For many of us from immigrant backgrounds, the recent riots have brought back very unwelcome memories of times past, when blatant, in-your-face racial abuse was a daily reality across the UK. In my case, it led me to leaf through a manual I wrote with two colleagues over 30 years ago, “Essential Skills for Race Equality Trainers”, published by the National institute of Adult Continuing Education (which has now morphed into the Learning and Work Institute). We were determined to face up to the complexity of tackling racist ideas through structured training and “There are no simple answers” is a key theme.
Despite the complexity of the issue, one thing is clear, as the riots have reminded us. Racism can only be tackled by sustained, unrelenting action on several fronts; if we take our guard down and stop working actively against racism, it inevitably re-emerges. Like gardeners, we have to be constantly weeding, pruning, mowing, or the weeds and slugs of racist ideology will grow again.

**Written problem 1**
Could you edit the image location labeling rows from the line with "Indicate every instance of the dog's paw" through the last row, replacing "field-survey log" with "site-survey log" and changing nothing else? Leave the pictures out of your answer.

(Image location labeling rows)

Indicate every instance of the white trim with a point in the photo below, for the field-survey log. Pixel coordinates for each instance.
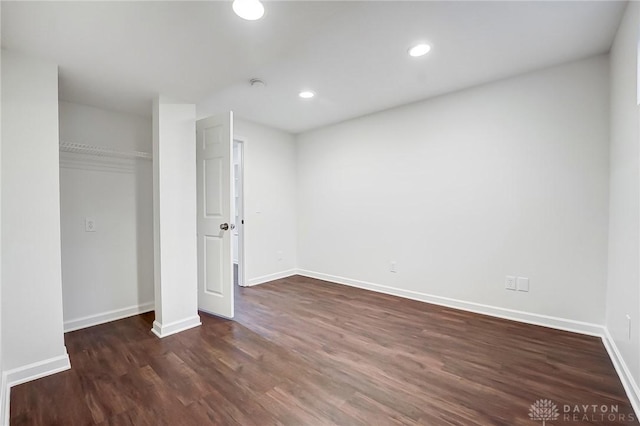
(164, 330)
(494, 311)
(37, 370)
(91, 320)
(5, 400)
(272, 277)
(628, 382)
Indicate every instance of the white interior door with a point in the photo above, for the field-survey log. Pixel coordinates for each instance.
(214, 169)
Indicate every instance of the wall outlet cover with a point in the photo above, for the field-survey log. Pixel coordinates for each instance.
(523, 284)
(89, 224)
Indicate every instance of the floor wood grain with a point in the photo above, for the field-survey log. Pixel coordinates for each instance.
(308, 352)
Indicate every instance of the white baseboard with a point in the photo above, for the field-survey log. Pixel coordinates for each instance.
(271, 277)
(494, 311)
(37, 370)
(164, 330)
(5, 400)
(91, 320)
(27, 373)
(628, 382)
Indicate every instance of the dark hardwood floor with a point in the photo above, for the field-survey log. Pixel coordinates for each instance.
(307, 352)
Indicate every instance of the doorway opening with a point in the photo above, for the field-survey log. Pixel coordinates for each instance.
(238, 194)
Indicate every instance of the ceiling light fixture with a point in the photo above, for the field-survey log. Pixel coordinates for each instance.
(419, 50)
(257, 83)
(250, 10)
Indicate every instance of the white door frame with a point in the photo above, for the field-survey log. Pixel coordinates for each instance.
(240, 141)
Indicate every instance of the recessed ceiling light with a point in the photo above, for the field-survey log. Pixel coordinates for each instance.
(257, 83)
(419, 50)
(250, 10)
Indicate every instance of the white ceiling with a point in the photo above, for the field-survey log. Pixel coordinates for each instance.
(118, 55)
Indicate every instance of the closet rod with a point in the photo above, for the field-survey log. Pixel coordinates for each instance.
(102, 152)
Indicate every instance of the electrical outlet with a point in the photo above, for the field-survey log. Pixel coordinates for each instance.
(510, 283)
(522, 284)
(89, 224)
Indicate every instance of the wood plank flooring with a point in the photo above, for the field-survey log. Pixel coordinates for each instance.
(308, 352)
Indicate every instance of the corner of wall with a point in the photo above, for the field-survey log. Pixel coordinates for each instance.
(628, 382)
(4, 400)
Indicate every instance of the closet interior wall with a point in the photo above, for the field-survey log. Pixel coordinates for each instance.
(106, 215)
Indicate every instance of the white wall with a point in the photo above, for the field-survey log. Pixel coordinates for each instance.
(510, 178)
(31, 272)
(623, 288)
(106, 274)
(174, 217)
(3, 385)
(270, 201)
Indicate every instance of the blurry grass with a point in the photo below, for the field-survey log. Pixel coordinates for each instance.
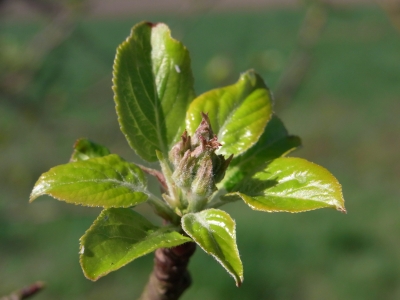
(346, 113)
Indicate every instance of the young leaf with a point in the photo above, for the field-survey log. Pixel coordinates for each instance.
(292, 185)
(273, 143)
(85, 149)
(214, 231)
(107, 181)
(117, 237)
(238, 113)
(153, 86)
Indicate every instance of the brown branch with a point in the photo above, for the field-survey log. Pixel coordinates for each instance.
(170, 277)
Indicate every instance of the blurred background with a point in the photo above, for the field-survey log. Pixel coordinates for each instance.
(334, 68)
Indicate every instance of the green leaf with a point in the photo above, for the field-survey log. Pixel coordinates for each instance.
(214, 231)
(85, 149)
(292, 185)
(273, 143)
(153, 86)
(238, 113)
(107, 181)
(117, 237)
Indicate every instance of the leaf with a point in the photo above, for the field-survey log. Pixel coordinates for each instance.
(238, 113)
(107, 181)
(273, 143)
(214, 231)
(85, 149)
(153, 86)
(292, 185)
(117, 237)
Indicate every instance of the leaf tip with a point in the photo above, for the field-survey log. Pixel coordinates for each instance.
(150, 24)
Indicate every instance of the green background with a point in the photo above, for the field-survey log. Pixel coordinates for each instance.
(346, 112)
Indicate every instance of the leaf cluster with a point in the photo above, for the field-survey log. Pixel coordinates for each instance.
(155, 103)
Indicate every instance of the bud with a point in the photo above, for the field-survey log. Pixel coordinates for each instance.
(197, 168)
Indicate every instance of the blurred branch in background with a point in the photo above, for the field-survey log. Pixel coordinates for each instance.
(299, 63)
(22, 64)
(26, 292)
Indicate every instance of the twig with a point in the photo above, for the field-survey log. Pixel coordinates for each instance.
(170, 277)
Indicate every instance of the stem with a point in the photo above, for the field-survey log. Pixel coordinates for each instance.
(170, 277)
(162, 209)
(173, 198)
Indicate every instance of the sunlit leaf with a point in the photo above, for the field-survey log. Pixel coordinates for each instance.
(214, 231)
(238, 113)
(120, 235)
(107, 181)
(273, 143)
(153, 86)
(292, 185)
(85, 149)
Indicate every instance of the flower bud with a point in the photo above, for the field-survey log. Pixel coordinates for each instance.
(197, 168)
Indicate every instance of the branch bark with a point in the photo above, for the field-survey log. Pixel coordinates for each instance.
(170, 277)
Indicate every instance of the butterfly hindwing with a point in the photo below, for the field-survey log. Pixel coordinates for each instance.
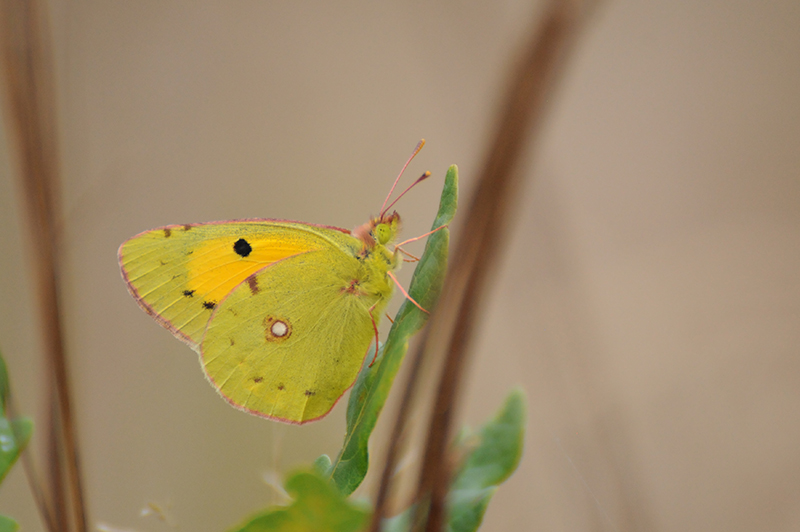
(290, 339)
(178, 274)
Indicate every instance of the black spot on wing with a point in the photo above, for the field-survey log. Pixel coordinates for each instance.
(242, 247)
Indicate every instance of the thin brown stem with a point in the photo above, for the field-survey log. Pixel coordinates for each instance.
(30, 106)
(486, 220)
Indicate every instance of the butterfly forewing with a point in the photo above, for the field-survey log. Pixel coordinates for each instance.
(290, 340)
(179, 274)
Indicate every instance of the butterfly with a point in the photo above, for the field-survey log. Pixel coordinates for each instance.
(281, 313)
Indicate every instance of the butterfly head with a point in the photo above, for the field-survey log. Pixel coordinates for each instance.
(379, 230)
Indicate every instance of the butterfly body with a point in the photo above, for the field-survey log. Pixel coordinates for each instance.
(281, 313)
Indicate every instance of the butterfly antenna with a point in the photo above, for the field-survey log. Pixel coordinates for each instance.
(423, 177)
(420, 144)
(420, 237)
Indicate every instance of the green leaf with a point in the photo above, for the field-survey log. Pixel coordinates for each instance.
(4, 388)
(492, 461)
(318, 507)
(373, 384)
(14, 434)
(7, 524)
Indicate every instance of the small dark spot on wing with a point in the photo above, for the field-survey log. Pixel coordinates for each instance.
(252, 282)
(242, 247)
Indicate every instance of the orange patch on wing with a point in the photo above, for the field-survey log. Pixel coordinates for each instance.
(215, 269)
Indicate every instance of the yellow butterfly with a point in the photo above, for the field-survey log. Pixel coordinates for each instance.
(281, 313)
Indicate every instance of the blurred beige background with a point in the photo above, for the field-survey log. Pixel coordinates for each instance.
(649, 302)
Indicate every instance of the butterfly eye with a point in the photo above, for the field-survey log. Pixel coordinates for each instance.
(382, 233)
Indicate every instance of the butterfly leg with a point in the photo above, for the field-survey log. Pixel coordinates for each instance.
(420, 236)
(375, 328)
(390, 274)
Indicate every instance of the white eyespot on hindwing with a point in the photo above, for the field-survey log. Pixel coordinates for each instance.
(277, 329)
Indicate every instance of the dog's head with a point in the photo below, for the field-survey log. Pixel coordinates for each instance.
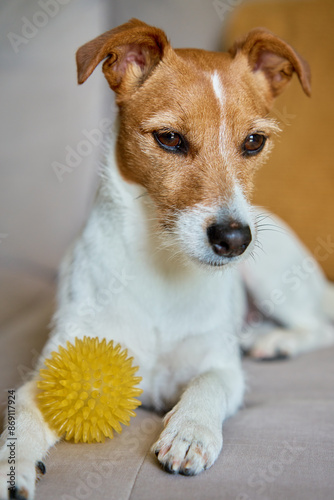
(194, 128)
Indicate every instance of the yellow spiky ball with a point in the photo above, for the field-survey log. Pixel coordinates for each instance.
(87, 390)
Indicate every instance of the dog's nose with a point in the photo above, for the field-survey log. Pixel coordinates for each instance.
(229, 240)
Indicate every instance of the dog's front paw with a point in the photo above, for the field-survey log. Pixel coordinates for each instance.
(186, 446)
(278, 344)
(19, 482)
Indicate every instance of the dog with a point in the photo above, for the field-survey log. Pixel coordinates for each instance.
(173, 225)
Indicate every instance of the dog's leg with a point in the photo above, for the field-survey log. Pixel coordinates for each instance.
(33, 439)
(192, 438)
(288, 286)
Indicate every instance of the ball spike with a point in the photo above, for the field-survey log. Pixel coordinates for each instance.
(87, 390)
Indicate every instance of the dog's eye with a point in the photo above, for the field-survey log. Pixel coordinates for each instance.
(253, 144)
(171, 141)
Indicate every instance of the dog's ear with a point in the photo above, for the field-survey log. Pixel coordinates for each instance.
(134, 44)
(274, 58)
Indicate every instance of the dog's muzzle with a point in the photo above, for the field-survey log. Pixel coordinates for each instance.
(229, 240)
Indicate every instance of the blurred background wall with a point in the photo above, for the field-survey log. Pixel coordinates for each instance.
(49, 161)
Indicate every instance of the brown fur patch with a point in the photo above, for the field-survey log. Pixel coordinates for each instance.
(160, 89)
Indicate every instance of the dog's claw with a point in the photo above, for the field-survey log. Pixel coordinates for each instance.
(15, 494)
(278, 356)
(41, 467)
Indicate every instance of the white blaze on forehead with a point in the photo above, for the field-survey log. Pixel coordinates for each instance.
(218, 88)
(220, 95)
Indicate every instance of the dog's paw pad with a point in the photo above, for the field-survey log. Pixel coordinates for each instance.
(187, 449)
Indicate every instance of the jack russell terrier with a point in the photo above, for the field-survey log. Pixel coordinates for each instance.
(173, 221)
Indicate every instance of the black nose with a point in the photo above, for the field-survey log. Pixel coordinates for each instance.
(229, 240)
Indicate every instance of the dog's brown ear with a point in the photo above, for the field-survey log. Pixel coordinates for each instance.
(276, 59)
(133, 43)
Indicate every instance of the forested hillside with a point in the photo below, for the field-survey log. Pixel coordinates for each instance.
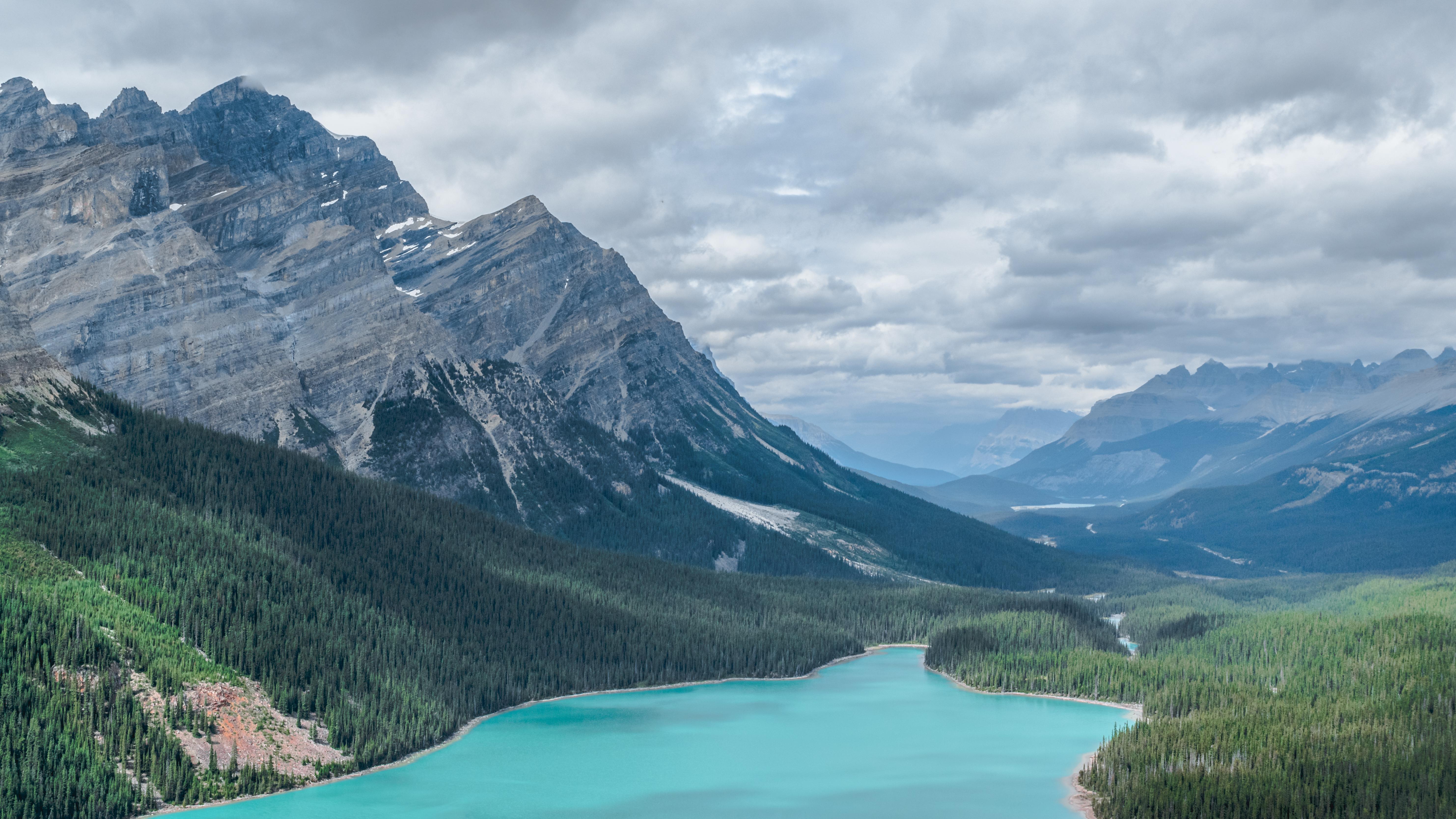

**Written problem 2**
Can you retype the piece on tackling racism word for word?

**Output 1**
Indicate every instance of the dog's paw pad with a point in the photo above, for the site-survey log. Pixel coordinates for each instance.
(187, 449)
Indicate every instance of the jack russell terrier with a point in the photo above, for the site-survey log. Pixel coordinates for each instance.
(173, 221)
Indicate every instance of the black nose with a point in the photo above, for the site-survey log. Pixel coordinates for each instance.
(229, 240)
Indicate every instance of the dog's brown ear with a point in the photo above, for the site-survey log. Pixel coordinates for each instance.
(276, 59)
(133, 43)
Indicate every instance of the forested hillside with a point in the photo below, for the site-survey log. Pixel coordinates for each instance.

**Output 2**
For many of us from immigrant backgrounds, the recent riots have brought back very unwelcome memories of times past, when blatant, in-your-face racial abuse was a daily reality across the UK. In my case, it led me to leaf through a manual I wrote with two colleagues over 30 years ago, “Essential Skills for Race Equality Trainers”, published by the National institute of Adult Continuing Education (which has now morphed into the Learning and Work Institute). We were determined to face up to the complexity of tackling racist ideas through structured training and “There are no simple answers” is a key theme.
Despite the complexity of the issue, one thing is clear, as the riots have reminded us. Racism can only be tackled by sustained, unrelenting action on several fronts; if we take our guard down and stop working actively against racism, it inevitably re-emerges. Like gardeners, we have to be constantly weeding, pruning, mowing, or the weeds and slugs of racist ideology will grow again.